**DIRECTION**
Please echo every line of the material below without changing a single character.

**DATA PROVIDED**
....

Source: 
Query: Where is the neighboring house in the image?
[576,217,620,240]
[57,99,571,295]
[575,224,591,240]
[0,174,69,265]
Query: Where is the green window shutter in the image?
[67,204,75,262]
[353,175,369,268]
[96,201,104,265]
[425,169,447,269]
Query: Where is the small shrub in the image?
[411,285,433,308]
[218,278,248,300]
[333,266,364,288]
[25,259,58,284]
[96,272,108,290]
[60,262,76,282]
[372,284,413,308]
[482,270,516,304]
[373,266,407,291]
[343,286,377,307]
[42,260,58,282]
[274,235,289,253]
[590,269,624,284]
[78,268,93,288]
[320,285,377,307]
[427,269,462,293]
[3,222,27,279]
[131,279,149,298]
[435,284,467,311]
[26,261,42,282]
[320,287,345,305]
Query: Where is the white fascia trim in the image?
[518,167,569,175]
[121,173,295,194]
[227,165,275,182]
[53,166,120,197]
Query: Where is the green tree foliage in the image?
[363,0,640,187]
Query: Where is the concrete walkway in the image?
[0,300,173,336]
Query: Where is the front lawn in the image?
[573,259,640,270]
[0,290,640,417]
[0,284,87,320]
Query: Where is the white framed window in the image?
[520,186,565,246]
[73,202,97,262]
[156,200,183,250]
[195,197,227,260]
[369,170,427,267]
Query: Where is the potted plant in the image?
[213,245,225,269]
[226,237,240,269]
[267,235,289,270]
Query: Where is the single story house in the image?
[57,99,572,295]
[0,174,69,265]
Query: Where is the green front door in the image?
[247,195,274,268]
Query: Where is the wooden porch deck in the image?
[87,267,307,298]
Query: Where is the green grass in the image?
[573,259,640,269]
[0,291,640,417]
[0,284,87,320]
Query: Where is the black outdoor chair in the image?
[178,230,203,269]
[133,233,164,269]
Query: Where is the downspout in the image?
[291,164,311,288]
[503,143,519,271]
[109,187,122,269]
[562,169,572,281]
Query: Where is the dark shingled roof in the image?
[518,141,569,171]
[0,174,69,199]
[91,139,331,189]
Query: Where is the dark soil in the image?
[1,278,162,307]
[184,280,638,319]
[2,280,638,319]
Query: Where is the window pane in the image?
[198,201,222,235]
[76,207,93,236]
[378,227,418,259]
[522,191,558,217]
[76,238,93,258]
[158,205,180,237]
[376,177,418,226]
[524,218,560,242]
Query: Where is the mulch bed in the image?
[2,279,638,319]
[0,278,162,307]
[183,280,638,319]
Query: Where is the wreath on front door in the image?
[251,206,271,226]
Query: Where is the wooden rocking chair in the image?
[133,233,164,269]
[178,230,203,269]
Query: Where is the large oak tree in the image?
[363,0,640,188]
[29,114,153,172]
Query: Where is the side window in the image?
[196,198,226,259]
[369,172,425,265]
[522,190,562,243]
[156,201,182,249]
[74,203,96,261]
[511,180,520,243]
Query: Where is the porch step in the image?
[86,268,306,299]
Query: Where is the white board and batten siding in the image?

....

**EXERCISE SOLUTION**
Source: 
Query: Where is the neighboring house in the image?
[576,217,620,240]
[57,99,571,295]
[575,224,591,240]
[0,174,69,265]
Query: Where is the green window shutter in the image?
[67,204,75,262]
[353,175,369,268]
[96,201,104,265]
[425,169,447,269]
Query: Where is the small shrub in the image?
[411,285,433,308]
[218,278,248,300]
[333,266,364,288]
[25,259,58,284]
[96,272,108,290]
[60,262,76,282]
[372,284,413,308]
[482,270,516,304]
[373,266,407,291]
[343,286,377,307]
[42,260,58,282]
[274,235,289,253]
[590,269,624,284]
[78,268,93,288]
[320,285,377,307]
[427,269,462,293]
[3,222,27,279]
[131,279,149,298]
[435,284,467,311]
[26,261,42,282]
[320,287,345,305]
Query: Where is the white fascia trim in the image?
[518,167,569,175]
[121,173,295,194]
[227,165,275,182]
[53,166,120,197]
Query: Where is the green tree foliage in the image?
[363,0,640,187]
Query: Where is the concrete walkway in the image?
[0,300,173,336]
Query: Where is the front lawn in the image?
[573,259,640,270]
[0,290,640,417]
[0,284,87,320]
Query: Where is the white framed window in the image?
[520,186,565,246]
[73,202,97,262]
[156,200,183,250]
[195,197,227,260]
[369,170,427,267]
Query: Where is the potted plant in the image?
[213,245,225,269]
[226,237,240,269]
[267,235,289,270]
Query: Where is the single story house in the image?
[57,99,572,295]
[0,174,69,265]
Query: Where is the green front door in the image?
[247,195,274,268]
Query: Where is the wooden porch deck in the image?
[87,267,307,298]
Query: Where is the green grass in the image?
[573,259,640,269]
[0,291,640,417]
[0,284,87,320]
Query: Where is the black outdoor chair in the image?
[178,230,203,269]
[133,233,164,269]
Query: Where is the downspout in the image?
[291,164,311,288]
[503,143,519,271]
[109,187,122,269]
[562,169,572,281]
Query: Where is the dark shingled roof in the image?
[518,141,569,171]
[0,174,69,199]
[91,139,331,189]
Query: Where is the dark soil in the image?
[1,278,162,307]
[184,280,638,319]
[2,280,638,319]
Query: Where is the window pane in the image?
[198,201,222,235]
[76,207,93,236]
[378,227,418,259]
[522,191,558,217]
[76,238,93,258]
[158,205,180,237]
[376,177,418,226]
[524,218,560,242]
Query: Where is the mulch bed in the image?
[2,279,638,319]
[0,278,162,307]
[183,280,638,319]
Query: Where is the wreath on front door in the image?
[251,206,271,226]
Query: Where is the wooden rocking chair in the image?
[133,233,164,269]
[178,230,203,269]
Query: Where is the large oak tree in the image?
[363,0,640,188]
[29,114,153,172]
Query: Where is the side window in the image?
[196,198,226,259]
[369,172,425,265]
[522,190,562,243]
[156,201,182,249]
[74,203,96,261]
[511,180,520,243]
Query: Where is the porch step in the image?
[86,268,306,299]
Query: Where is the white board and batten siding in the image?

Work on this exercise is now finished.